TEXT:
<<<<
Keuka Spring Vineyards - Three Reds Worth Trying (NY)

While on my travels this fall, I took the time to taste some wines from Keuka Spring Vineyards. I see them at a number of festivals and events around the state, but I haven’t been able to do a proper tasting until recently.

Keuka Spring Vineyards has been around for 25 years. The hillside tasting room is adjacent to the vineyards, and offers incredible panoramic views of Keuka Lake. The Wiltberger family are very proud of their wines. 

Keuka Spring Vineyards Vignoles 2011 - The Vignoles was a lovely, light crisp aromatic white with lovely combination of tropical fruit with big whiffs of floral overtones. The wine was soft and fruity up front but with enough acidity to keep it honest and refreshing.  A surprise coming from the Finger Lakes.
>>>>
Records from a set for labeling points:
<<<<
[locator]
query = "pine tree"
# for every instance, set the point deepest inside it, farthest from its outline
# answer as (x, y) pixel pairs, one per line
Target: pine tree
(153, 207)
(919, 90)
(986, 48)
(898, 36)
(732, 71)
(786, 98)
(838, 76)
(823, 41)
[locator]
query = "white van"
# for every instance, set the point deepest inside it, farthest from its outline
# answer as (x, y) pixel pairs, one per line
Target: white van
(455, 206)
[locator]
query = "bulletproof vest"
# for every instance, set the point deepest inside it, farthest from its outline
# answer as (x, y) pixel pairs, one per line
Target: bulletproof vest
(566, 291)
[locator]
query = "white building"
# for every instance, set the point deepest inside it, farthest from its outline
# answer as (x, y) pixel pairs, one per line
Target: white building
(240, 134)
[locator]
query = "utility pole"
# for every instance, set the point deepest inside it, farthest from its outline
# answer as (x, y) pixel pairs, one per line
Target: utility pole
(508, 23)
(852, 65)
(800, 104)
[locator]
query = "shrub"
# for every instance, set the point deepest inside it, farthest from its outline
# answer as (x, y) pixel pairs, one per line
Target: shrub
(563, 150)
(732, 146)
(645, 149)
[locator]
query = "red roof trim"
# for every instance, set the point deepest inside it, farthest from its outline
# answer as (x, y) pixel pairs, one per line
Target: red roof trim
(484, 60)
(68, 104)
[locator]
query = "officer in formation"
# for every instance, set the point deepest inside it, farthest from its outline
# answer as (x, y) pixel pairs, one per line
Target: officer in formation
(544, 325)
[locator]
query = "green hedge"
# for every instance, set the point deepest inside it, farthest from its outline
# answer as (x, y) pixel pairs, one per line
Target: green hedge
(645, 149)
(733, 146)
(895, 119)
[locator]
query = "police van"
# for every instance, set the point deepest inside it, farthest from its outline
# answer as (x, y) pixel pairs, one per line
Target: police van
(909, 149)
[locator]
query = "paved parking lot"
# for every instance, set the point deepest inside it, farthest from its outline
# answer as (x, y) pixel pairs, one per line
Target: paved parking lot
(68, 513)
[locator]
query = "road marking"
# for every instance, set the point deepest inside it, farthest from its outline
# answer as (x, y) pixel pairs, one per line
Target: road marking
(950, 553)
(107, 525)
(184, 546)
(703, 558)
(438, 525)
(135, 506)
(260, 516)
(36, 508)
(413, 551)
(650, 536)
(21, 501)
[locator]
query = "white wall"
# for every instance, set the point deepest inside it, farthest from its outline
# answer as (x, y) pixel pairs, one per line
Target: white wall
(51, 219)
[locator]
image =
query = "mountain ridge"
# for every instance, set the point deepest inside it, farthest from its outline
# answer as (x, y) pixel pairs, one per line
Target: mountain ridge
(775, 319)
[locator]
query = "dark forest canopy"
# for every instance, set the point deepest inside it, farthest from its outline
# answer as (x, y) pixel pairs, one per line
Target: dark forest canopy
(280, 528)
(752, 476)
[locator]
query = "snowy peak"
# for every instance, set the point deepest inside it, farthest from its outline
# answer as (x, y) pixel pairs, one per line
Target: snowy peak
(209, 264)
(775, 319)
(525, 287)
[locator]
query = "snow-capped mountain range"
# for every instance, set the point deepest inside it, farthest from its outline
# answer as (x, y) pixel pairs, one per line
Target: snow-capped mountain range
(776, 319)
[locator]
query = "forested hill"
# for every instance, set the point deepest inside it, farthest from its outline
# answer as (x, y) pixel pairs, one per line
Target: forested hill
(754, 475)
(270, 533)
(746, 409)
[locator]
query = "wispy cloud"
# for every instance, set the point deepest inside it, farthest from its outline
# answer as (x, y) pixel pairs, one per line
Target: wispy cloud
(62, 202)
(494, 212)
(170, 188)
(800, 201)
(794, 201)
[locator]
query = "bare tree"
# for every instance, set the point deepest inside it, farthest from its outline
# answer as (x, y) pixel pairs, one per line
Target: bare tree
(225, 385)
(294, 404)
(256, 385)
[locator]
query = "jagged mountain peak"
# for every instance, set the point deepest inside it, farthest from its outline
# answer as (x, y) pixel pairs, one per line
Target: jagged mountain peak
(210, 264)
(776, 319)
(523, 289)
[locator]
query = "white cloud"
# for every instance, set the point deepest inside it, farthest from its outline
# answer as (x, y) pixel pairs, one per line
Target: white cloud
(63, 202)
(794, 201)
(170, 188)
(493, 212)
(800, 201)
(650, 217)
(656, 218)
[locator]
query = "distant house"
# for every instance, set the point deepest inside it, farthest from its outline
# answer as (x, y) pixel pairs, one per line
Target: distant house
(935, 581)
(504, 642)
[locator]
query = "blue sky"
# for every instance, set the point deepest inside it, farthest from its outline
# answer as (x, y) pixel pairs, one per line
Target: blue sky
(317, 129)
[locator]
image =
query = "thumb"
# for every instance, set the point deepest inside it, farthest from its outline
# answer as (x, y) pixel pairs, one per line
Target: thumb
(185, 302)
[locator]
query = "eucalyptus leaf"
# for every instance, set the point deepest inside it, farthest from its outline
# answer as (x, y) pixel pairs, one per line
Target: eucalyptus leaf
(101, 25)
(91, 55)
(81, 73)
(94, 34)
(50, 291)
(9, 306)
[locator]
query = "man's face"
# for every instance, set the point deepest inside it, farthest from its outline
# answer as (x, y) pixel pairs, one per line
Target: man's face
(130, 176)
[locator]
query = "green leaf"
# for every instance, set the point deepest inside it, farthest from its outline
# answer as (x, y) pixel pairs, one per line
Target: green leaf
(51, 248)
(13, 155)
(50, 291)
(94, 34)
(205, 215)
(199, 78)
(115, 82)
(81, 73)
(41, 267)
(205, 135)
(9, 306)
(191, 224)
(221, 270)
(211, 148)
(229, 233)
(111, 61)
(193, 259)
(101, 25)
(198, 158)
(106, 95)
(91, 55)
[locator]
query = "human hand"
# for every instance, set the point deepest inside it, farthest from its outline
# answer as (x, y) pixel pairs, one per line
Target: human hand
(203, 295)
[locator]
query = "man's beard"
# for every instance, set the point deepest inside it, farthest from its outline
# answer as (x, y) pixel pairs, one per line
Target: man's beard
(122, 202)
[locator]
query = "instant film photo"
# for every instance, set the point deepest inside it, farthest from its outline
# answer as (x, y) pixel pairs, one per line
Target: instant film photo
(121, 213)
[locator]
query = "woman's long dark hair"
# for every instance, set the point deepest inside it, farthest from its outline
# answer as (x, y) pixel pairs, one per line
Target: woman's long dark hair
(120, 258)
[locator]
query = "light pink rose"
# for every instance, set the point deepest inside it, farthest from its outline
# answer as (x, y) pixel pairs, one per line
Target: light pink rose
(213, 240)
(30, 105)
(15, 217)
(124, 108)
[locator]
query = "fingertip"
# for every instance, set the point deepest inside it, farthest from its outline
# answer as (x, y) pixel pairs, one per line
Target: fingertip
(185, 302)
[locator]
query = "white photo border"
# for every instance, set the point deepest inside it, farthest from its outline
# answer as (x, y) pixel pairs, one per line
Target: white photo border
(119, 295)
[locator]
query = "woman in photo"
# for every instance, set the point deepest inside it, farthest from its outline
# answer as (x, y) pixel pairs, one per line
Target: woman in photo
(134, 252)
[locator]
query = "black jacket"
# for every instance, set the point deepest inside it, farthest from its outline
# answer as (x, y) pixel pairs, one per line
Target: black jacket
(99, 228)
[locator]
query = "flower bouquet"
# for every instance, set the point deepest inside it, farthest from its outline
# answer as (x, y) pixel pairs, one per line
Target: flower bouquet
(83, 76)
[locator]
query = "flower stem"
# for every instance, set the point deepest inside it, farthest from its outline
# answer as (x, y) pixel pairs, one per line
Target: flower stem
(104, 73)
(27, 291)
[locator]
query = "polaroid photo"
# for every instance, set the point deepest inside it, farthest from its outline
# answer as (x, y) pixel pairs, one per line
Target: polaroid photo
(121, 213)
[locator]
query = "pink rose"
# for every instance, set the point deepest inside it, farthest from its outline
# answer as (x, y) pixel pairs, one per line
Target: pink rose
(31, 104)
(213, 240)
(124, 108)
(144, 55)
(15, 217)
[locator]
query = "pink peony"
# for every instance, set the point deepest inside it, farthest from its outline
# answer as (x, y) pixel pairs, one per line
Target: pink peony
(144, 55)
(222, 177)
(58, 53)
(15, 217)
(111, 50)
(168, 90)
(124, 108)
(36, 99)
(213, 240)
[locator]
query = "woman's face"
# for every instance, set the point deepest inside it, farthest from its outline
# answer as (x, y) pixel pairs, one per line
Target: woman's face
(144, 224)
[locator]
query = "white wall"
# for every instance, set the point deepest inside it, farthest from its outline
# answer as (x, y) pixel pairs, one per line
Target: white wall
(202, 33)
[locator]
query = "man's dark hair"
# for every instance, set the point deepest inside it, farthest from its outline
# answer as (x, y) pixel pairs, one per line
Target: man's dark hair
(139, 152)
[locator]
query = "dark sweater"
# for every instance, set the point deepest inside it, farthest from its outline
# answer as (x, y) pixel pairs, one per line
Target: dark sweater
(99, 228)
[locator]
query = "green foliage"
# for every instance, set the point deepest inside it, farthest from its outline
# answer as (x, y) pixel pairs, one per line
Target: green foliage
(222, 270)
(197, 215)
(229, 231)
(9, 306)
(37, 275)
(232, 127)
>>>>
WRITTEN EXERCISE: Continue the Keuka Spring Vineyards wine review from its last sentence. These records have no connection to the Keuka Spring Vineyards wine review.

ANSWER:
Keuka Spring Vineyards Epic Reserve 2010 – This is a blend of Merlot, Cabernet Franc and Cabernet Sauvignon. Lots of blackberry, plum, and cassis with vanilla and spices. A very nice medium-to-dark red wine with nice tannins but enough fruit to make it count. It’s a nice wine to drink now, but you can easily age this for two to five years with absolutely no problem. A really nice red.

Keuka Spring Vineyards Miller’s Cover Red 2011 – This wine has always been a hit for Keuka Spring Vineyards, having won 2009 and 2010 Best in Show and Best in Red Honors at the New York State Fair Wine Competition. Cabernet Sauvignon and Merlot are combined in this medium-bodied, earthy red. Surprisingly soft and quaffable, still a wine you can drink now or lay down for a few years. Very nice!
Three very nice wines from Keuka Lake!!! Enjoy!!